[Aufgabenbeschreibung]
Beantworte die folgenden Fragen anhand des Auszugs über die Freundesrunde.
(a) Wer übernimmt bei den Keschwaris die Rolle des Hausmanns?
(b) Womit verdient Simon derzeit sein Geld?
(c) Welches Fach unterrichtet Pepe, und an welcher Art von Schule?

[Quellenauszug]
Währenddessen sind Leo und Carlotta Keschwari noch am Anfang, nämlich mitten im Familienchaos, das zweijährige Zwillinge bedeuten. Das Besondere an der Situation ist, daß Leo den Hausmann gibt und Carlotta die völlig überforderte Berufstätige, die versucht, auch noch eine gute Mutter zu sein. Da bleibt die Ehefrau und aufregende Geliebte zu sein, leicht auf der Strecke. An ihnen wird im Telefonspiel darum auch als ersten eine Krise deutlich, die ein Erdbeben produziert.

Bildschirmfoto 2019 11 05 um 19.16.11Ganz anders sieht es bei Simon und Bianca aus, die als einzige noch unter Dreißig ist. Die beiden sind frisch verliebt und zeigen das auch. Für Bianca ist der Abend besonders wichtig, denn sie lernt erst jetzt seine Freunde kennen und hat einen Heidenrespekt vor ihnen. Ob die sie akzeptieren? Sie ist die Bunte und Naive in dieser Runde. Was ihr Sicherheit gibt, ist ihr Vermögen, das im Hintergrund sie zu einer Philanthropin macht, während Simon Geschäfte macht, mal reich, mal arm ist und derzeit Taxi fährt. Sie ist also eine gute Partie für ihn und etwas eitel zeigt er das auch den Freunden.

Und da ist noch Pepe, der Sportlehrer an einem Elitegymnasium, der als einziger die ganze Zeit nicht gebunden war, jetzt aber verliebt ist, also eine Freundin hat, die die Runde endlich kennenlernen will, die aber erkrankt ist und nur als Schemen über dem Eßtisch schwebt. Denn die Freunde vermuten, daß Pepe sich nicht traut, die Freundin mitzubringen, weil sie vielleicht den Ansprüchen der Freunde nicht genügt.

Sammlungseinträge
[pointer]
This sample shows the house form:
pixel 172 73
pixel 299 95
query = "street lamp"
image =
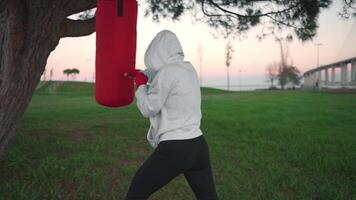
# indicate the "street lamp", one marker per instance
pixel 317 49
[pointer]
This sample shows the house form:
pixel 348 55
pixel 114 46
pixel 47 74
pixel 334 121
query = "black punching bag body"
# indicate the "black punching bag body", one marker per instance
pixel 115 51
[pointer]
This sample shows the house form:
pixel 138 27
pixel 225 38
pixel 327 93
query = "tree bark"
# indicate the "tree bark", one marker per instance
pixel 29 31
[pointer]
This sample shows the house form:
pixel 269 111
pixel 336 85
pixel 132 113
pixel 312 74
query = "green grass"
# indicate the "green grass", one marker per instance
pixel 263 145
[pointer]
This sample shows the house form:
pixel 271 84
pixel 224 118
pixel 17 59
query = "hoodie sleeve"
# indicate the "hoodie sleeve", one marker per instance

[Lösung]
(a) Leo übernimmt die Rolle des Hausmanns.
(b) Simon fährt derzeit Taxi.
(c) Pepe ist Sportlehrer an einem Elitegymnasium.